#### Problems to solve
- a) Answer these questions from the social security ruling:
(i) Which regulation sets out the factors the ALJ failed to address?
(ii) At which step was the ultimate nondisability finding made?
(iii) Which statute is cited for a federal court's power to affirm, modify, reverse, or remand a social security case?
- b) Proceed with the social security ruling, picking up right after its final sentence.

#### Selected text
-------------------------

In sum, the ALJ's conclusory dismissal of San Nicholas's opinion because the treatment records allegedly did not reflect the severity and ongoing nature as noted by San Nicholas is wholly inadequate to meet the required legal standard. Further, the ALJ failed to address the factors set out in 20 C.F.R. § 404.1527(c), particularly the frequency of examination and the length, nature, and extent of the treatment relationship, and the evidence in support of San Nicholas's opinion. This error is not harmless because it affected the ALJ's RFC assessment and the ultimate nondisability finding at Step Four, and it is clear that by crediting San Nicholas's opinion Plaintiff would not have the RFC to perform any work existing in the national economy.7 Accordingly, the Court finds that remand for an award of benefits is appropriate.

V. Remedy

A federal court may affirm, modify, reverse, or remand a social security case. 42 U.S.C. § 405(g). Absent legal error or a lack of substantial evidence supporting the ALJ's findings, this Court is required to affirm the ALJ's decision. After considering the record as a whole, this Court simply determines whether there is substantial evidence for a reasonable trier of fact to accept as adequate to support the ALJ's decision. Valentine , 574 F.3d at 690.

-------------------------

Collection entries:
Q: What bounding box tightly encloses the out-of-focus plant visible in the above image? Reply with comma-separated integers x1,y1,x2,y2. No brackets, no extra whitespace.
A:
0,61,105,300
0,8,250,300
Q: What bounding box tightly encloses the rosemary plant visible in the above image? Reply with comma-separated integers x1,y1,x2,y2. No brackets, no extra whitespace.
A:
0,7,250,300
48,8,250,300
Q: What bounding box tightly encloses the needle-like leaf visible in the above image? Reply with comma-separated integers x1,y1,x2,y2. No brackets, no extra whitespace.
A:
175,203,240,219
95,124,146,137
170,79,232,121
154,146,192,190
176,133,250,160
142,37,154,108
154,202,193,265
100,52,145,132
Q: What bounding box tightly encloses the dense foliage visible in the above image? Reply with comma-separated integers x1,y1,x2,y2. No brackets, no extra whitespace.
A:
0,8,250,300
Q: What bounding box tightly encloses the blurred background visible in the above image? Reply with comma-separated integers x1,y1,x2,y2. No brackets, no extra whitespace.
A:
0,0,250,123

-------------------------

#### Answers
- a)
(i) 20 C.F.R. § 404.1527(c)
(ii) Step Four
(iii) 42 U.S.C. § 405(g)

- b)
" '[T]he decision whether to remand the case for additional evidence or simply to award benefits is within the discretion of the court.' " Rodriguez v. Bowen , 876 F.2d 759, 763 (9th Cir. 1989) (quoting Stone v. Heckler , 761 F.2d 530, 533 (9th Cir. 1985) ). "Remand for further administrative proceedings is appropriate if enhancement of the record would be useful." Benecke v. Barnhart , 379 F.3d 587, 593 (9th Cir. 2004). Conversely, remand for an award of benefits is appropriate where:

(1) the ALJ failed to provide legally sufficient reasons for rejecting the evidence; (2) there are no outstanding issues that must be resolved before a determination of disability can be made;
*881and (3) it is clear from the record that the ALJ would be required to find the claimant disabled were such evidence credited.

Benecke , 379 F.3d at 593 (citations omitted). Where the test is met, "we will not remand solely to allow the ALJ to make specific findings ... Rather, we take the relevant testimony to be established as true and remand for an award of benefits." Id. (citations omitted); see also Lester v. Chater , 81 F.3d 821, 834 (9th Cir. 1995).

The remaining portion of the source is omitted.